PAGE EXTRACT:
Friday, July 13, 2018

Evanston: a slice of life

        Once not so long ago there was a sailor who crossed oceans alone in small boats.  He did this for many, many years and became a legend.
        He found purity and joy in what he called the monastery of the sea and loved sailing toward the setting sun or toward the dawn.
        When as a young man he departed on his first voyage, three tantalizing sirens kissed him good-bye and waved until he disappeared over the horizon and then, as sirens often do, forgot him.
        He suffered hardships, not eagerly but inevitably.  Sometimes he starved.  Twice he almost died of thirst.  He learned that thirst is much worse than hunger.  Eight times he survived the great storms that are called hurricanes and cyclones.
        People often told him he was brave because he made voyages that not only had no one else ever made, but that no one else had even thought of.

Saved entries:
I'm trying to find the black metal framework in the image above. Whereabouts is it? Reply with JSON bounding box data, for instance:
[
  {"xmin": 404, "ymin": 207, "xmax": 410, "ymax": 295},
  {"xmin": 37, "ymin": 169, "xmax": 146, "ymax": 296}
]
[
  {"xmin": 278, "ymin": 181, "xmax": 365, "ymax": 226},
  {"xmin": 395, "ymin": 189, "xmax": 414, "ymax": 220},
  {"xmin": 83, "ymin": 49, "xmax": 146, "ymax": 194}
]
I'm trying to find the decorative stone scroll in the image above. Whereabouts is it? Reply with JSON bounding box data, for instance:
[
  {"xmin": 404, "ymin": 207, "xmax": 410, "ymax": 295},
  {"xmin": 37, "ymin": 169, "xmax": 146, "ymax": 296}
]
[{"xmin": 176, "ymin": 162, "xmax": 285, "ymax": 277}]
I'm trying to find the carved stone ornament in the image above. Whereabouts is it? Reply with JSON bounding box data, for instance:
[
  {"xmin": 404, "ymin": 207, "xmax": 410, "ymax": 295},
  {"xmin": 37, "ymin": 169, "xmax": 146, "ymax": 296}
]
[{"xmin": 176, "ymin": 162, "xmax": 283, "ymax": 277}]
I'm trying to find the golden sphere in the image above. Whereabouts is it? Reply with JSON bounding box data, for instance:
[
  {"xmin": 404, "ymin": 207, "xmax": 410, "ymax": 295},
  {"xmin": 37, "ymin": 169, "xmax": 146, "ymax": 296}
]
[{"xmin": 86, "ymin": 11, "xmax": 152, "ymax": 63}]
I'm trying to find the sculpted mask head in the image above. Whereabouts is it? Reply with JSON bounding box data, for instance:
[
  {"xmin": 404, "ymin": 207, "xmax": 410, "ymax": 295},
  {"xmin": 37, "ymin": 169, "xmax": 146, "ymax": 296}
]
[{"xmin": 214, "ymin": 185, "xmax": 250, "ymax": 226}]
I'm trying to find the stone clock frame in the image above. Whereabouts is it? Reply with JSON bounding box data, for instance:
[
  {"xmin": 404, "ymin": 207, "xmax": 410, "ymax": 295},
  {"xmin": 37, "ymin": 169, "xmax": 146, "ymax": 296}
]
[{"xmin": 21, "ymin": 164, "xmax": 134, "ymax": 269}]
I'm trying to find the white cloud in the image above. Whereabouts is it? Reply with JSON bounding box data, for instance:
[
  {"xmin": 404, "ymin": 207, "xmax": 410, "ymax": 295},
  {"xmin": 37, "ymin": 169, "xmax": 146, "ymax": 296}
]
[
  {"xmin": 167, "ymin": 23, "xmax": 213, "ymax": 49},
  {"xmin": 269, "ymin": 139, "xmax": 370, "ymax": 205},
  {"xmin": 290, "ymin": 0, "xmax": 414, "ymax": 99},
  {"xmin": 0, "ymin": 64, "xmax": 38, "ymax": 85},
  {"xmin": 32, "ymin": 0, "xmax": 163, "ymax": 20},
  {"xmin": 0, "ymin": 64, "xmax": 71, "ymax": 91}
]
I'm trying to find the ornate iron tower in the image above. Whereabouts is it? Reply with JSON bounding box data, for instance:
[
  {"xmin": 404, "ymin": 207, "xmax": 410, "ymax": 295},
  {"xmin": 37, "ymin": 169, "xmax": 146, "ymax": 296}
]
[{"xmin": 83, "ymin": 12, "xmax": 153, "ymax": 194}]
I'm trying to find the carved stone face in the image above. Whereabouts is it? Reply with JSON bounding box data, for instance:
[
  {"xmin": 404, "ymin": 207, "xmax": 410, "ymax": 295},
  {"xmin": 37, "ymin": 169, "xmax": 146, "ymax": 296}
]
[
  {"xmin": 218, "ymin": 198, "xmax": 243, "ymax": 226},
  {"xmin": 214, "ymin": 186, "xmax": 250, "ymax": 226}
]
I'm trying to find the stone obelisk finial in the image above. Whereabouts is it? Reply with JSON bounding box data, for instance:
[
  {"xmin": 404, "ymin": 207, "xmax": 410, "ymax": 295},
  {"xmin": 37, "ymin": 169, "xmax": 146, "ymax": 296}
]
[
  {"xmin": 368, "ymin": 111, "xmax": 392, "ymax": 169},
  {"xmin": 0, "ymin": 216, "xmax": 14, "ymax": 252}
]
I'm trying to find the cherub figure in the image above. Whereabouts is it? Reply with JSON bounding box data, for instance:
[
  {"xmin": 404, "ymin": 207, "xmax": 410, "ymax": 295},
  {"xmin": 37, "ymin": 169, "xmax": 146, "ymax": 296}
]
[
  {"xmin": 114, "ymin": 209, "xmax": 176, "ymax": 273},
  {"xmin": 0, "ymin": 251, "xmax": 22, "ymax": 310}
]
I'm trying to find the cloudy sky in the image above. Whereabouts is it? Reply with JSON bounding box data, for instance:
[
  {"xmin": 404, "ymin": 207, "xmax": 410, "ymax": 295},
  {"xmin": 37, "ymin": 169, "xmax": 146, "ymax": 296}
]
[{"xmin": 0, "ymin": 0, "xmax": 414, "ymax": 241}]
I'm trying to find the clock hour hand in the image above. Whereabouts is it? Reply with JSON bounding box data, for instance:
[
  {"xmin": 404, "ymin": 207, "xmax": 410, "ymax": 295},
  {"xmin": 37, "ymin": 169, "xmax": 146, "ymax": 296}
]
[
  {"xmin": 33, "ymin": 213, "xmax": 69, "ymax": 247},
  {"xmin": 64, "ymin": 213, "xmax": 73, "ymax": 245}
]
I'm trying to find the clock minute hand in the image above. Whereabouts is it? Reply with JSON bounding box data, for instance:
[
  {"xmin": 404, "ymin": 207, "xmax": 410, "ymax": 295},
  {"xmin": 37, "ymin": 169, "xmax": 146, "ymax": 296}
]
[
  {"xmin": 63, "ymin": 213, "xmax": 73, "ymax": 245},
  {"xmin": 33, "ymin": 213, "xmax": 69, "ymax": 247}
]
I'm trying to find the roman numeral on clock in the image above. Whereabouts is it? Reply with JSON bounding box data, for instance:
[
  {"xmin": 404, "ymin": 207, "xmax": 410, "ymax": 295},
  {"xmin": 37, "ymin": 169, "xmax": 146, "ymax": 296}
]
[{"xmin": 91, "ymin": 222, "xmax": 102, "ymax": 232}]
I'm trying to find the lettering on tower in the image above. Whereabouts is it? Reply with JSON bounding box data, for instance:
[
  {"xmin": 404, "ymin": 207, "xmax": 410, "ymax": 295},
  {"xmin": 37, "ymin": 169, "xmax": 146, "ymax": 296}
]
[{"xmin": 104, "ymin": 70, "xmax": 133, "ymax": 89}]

WHAT IS NEEDED: Please reproduce the sailor passage above word for word, beginning at "Evanston: a slice" and stopping after "even thought of.".

YOUR RESPONSE:
Evanston: a slice of life

        Once not so long ago there was a sailor who crossed oceans alone in small boats.  He did this for many, many years and became a legend.
        He found purity and joy in what he called the monastery of the sea and loved sailing toward the setting sun or toward the dawn.
        When as a young man he departed on his first voyage, three tantalizing sirens kissed him good-bye and waved until he disappeared over the horizon and then, as sirens often do, forgot him.
        He suffered hardships, not eagerly but inevitably.  Sometimes he starved.  Twice he almost died of thirst.  He learned that thirst is much worse than hunger.  Eight times he survived the great storms that are called hurricanes and cyclones.
        People often told him he was brave because he made voyages that not only had no one else ever made, but that no one else had even thought of.